Aber der Reihe nach. Das Ziel war klar: Nach der Meisterschaft 2019 sollte der Titel verteidigt werden. Am Kader gab es relativ wenige Änderungen, manche Personalien waren aber durchaus von besonderem Gewicht oder mit Tücken versehen. Die vielleicht schwerste Entscheidung trafen die Club-Verantwortlichen dabei im Juli: Marcus Kink, seines Zeichens dienstältester Adler und langjähriger Kapitän, sollte in den weiteren Planungen keine Rolle mehr spielen. „Diese Entscheidung ist uns alles andere als leichtgefallen. Marcus trägt die Adler tief in seinem Herzen und wir ihn in unseren. Er gehört definitiv zu den verdientesten Spielern der Clubgeschichte und hat in all den Jahren stets im Sinne der Adler gehandelt. Dafür gebührt ihm unser größter Respekt. Letzten Endes sind wir jedoch zu dem Entschluss gekommen, dass Marcus nicht mehr ins sportliche Konzept der Adler passt. Wir haben uns im vergangenen Jahr einer Neuausrichtung verschrieben und werden diesen Weg mit aller Konsequenz weitergehen, auch wenn das zur Folge hat, unpopuläre Entscheidungen treffen zu müssen“, begründete Adler-Geschäftsführer Daniel Hopp den schweren Schritt.

Marcus Kink: Der Abschied einer Identifikationsfigur

Am 05. Oktober 2004 streifte Kink sich erstmals ein Adler-Trikot über, keine zwei Wochen später durfte er seinen ersten Treffer für die Blau-Weiß-Roten bejubeln. Insgesamt 15 Jahre verteidigte er die Farben der Adler, war auf und neben dem Eis ein echtes Vorbild. 98 Tore für Mannheim, 174 Vorlagen für Mannheim, 812 Spiele für Mannheim – das sind zweifelsfrei beeindruckende Statistiken. Was diese Zahlen nicht auszudrücken vermögen, ist der Stellenwert, den Kink innerhalb der Mannschaft und der Organisation genoss. Als 19-Jähriger von Köln nach Mannheim gewechselt, entwickelte sich der harte Arbeiter durch unbändigen Willen und unnachahmlichen Einsatz nach und nach zu einem Führungsspieler und zu einer Identifikationsfigur für den Club. Der deutsche Nationalspieler und Silbermedaillengewinner von 2018 nahm sich Jahr für Jahr den Neuzugängen an, hatte aber auch stets ein offenes Ohr für alle Mannschaftskollegen, Mitarbeiter und Fans. 2007, 2015 und 2019 feierte der Angreifer die Meisterschaft mit Mannheim, 2007 gewann er auch den deutschen Eishockeypokal. ZurSaison 2019/20 fand dieses Zusammenspiel sein Ende.

> _EINTRÄGE_
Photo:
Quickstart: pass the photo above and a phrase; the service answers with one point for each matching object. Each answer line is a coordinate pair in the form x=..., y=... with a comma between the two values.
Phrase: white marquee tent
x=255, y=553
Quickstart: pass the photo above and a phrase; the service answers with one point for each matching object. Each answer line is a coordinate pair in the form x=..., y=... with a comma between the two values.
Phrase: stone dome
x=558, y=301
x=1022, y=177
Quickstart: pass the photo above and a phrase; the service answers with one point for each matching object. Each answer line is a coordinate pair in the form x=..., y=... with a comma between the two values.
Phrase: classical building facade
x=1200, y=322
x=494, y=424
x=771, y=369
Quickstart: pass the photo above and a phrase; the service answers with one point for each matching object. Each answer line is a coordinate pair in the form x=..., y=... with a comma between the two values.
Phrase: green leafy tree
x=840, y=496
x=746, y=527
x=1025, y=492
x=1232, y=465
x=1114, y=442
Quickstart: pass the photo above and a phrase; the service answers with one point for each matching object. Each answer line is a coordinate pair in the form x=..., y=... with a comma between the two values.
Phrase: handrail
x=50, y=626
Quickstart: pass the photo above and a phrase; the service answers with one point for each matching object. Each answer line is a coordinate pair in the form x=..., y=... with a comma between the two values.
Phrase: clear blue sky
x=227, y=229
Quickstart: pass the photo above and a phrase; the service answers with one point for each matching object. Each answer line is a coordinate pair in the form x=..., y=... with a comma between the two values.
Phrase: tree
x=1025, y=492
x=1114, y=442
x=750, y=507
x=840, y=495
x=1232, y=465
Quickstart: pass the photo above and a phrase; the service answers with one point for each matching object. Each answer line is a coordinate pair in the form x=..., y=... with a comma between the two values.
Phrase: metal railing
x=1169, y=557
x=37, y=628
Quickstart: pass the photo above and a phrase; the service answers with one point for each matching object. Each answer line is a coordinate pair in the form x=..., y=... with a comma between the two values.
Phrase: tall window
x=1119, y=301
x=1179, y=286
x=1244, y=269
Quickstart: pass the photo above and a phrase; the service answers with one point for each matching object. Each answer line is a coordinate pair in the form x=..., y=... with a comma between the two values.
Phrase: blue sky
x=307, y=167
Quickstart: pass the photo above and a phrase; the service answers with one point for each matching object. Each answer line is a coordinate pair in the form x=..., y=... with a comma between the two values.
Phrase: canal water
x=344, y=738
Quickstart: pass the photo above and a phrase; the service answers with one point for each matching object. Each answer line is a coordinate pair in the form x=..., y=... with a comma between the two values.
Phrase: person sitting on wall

> _GESTELLTE AUFGABE A_
In wie vielen Spielen lief Marcus Kink laut dem Text über seine Zeit bei den Adlern für Mannheim auf?
> _GESTELLTE AUFGABE B_
Führe den Text über Marcus Kink und die Adler im Anschluss an seinen letzten Satz weiter.

> _ERGEBNIS DER AUFGABE A_
In 812 Spielen.

> _ERGEBNIS DER AUFGABE B_
Neben Kink verließen noch acht weitere Spieler der Meistermannschaft die Adler. Komplettiert wurde der Kader für die Saison 2019/20 unter anderem durch den schwedischen Torhüter Johan Gustafsson, während Chad Billins und Björn Krupp die Abwehr verstärkten und Jan-Mikael Järvinen für mehr Tempo und Kreativität im Angriffsspiel verpflichtet wurde. Der erst 17-jährige Tim Stützle, der zu den größten deutschen Talenten zählt, wurde aus dem eigenen Nachwuchs in den Profi-Kader hochgezogen. Mit Borna Rendulic ging Manager Jan-Axel Alavaara abschließend noch ein dicker Fisch ins Netz. Der kroatische Angreifer wechselte aus der russischen KHL zu den Adlern und sollte seinen ausgeprägten Torriecher auch in der Quadratestadt unter Beweis stellen. Zur Hängepartie entwickelten sich dagegen die Personalien von Lean Bergmann und Moritz Seider. Bergmann, der bereits während der Vorsaison bei den Adlern einen Vertrag unterschrieb, wurde von der NHL-Franchise aus San José mit einem Entry-Level-Vertrag ausgestattet, wodurch fortan die Sharks die Rechte am deutschen Stürmer besaßen. Erst gegen Ende des Jahres stand fest, dass Bergmann die komplette Spielzeit in Übersee bleiben und den Adlern damit nicht zur Verfügung stehen wird. Bei Youngster Seider, der im Sommer von den Detroit Red Wings sensationell an sechster Stelle gedraftet wurde, war zumindest schon rund um den Saisonstart absehbar, dass der Verteidiger erst einmal nicht weiter das Adler-Trikot tragen wird. „Wir hatten mit Moritz und Lean zwei sehr gute Spieler in unserem Kader, die schließlich NHL-Verträge unterzeichnet haben. Wir freuen uns für die Jungs, dass sie sich mit den besten Spielern der Welt messen können, und wenn sie den Schritt nach Nordamerika schaffen, gehören sie dort zurecht hin. An uns ist es dann, neue Spieler zu entwickeln“, erklärte Alavaara.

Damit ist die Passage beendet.